**Material shown:**
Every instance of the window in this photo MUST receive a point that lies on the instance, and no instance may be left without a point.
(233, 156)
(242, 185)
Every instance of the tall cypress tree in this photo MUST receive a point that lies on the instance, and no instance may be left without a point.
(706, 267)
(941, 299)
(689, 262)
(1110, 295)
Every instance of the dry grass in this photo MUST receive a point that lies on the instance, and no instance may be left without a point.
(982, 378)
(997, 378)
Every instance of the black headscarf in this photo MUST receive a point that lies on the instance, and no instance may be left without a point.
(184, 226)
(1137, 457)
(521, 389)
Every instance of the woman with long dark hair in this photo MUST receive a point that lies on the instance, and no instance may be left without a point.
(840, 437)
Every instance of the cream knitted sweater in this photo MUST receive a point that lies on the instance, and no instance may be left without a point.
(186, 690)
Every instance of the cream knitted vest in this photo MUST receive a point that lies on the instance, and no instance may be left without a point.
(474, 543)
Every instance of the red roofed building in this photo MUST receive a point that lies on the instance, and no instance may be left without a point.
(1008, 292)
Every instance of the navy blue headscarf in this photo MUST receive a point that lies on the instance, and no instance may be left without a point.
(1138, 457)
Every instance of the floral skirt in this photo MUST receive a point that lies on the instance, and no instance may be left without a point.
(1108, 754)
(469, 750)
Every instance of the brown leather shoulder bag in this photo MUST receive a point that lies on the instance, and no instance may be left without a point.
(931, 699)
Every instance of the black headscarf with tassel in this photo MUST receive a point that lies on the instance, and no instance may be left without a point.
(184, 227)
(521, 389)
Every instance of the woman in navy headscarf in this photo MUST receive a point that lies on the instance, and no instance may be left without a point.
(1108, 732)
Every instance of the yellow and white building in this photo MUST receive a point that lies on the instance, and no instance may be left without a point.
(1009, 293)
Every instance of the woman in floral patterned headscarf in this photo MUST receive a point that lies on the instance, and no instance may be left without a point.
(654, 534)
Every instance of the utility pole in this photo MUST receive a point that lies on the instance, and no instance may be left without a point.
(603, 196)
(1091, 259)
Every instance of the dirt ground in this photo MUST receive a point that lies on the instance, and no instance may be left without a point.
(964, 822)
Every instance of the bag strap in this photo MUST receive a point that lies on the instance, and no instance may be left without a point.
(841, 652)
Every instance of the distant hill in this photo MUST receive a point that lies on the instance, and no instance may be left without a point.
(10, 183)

**Problem requirements:** Format all of the records above as a numbered list, omitting any blank lines.

**Output of the exercise:**
1. Every instance of the window in this photo MUST receive a point that lies on the instance, and no instance may be left without a point.
2. (233, 156)
3. (242, 185)
4. Every instance of the tall cypress tree in this photo MUST receive a point that lies on the instance, and no instance may be left without a point.
5. (706, 267)
6. (941, 299)
7. (689, 262)
8. (1110, 295)
9. Every instance of the dry grass in this photo MUST receive a point that lies on the instance, and no instance may be left without a point.
10. (982, 378)
11. (997, 378)
12. Every instance of the black headscarf in this photo MUST receive a point that lies on the instance, and no instance may be left without a point.
13. (184, 226)
14. (1137, 457)
15. (521, 389)
16. Every instance of the woman with long dark hair in this photo MUST receive a point that lies on the instance, and no instance may be left without a point.
17. (840, 437)
18. Every instance of the cream knitted sweater in this photo MUST receive a point that lies on the instance, and no instance may be left without a point.
19. (186, 690)
20. Every instance of the cream knitted vest in this photo MUST receive a point that lies on the instance, and no instance may be left without a point.
21. (474, 543)
22. Every instance of the red roofed building in this photo MUST receive a point that lies on the instance, and no instance may be left without a point.
23. (1008, 292)
24. Every instance of the navy blue headscarf in this photo MUST receive a point that lies on the instance, and no instance may be left without a point.
25. (1138, 457)
26. Every instance of the floral skirt in this photo MUST receive a point that lies on the instance, and no instance may be left without a point.
27. (1108, 754)
28. (469, 750)
29. Every instance of the brown leather shoulder bag in this photo MUST receive a point that lies on the instance, and no instance may be left without a point.
30. (931, 699)
31. Every instance of the black headscarf with tassel in this photo MUST receive a point that lies on the instance, and no instance may be left without a point.
32. (184, 227)
33. (521, 389)
34. Every instance of the woman in navy headscarf in this photo MUST receive a point that lies on the instance, and no instance may be left without a point.
35. (1108, 732)
36. Every instance of the yellow and white building in this photo MUST receive a point that lies on the instance, and no instance may be left without a point.
37. (1009, 293)
38. Every instance of the woman in floral patterned headscarf in this photo MUST receive a point that lies on the instance, and no instance may be left without a point.
39. (654, 534)
40. Every instance of the utility pole in this photo MUST receive a point that lies on the instance, and no instance may be left without a point.
41. (603, 196)
42. (1091, 259)
43. Every instance of the dirt ground in this photo MUST receive a point that lies on the instance, and no instance may be left without a point.
44. (964, 822)
45. Every instance of the bag strap in this photo MUST receive a point that lies on the instance, and no instance may be left without a point.
46. (841, 652)
47. Every instance of the distant hill in this photo MUST receive a point that lies on the instance, and no instance may be left without a point.
48. (10, 183)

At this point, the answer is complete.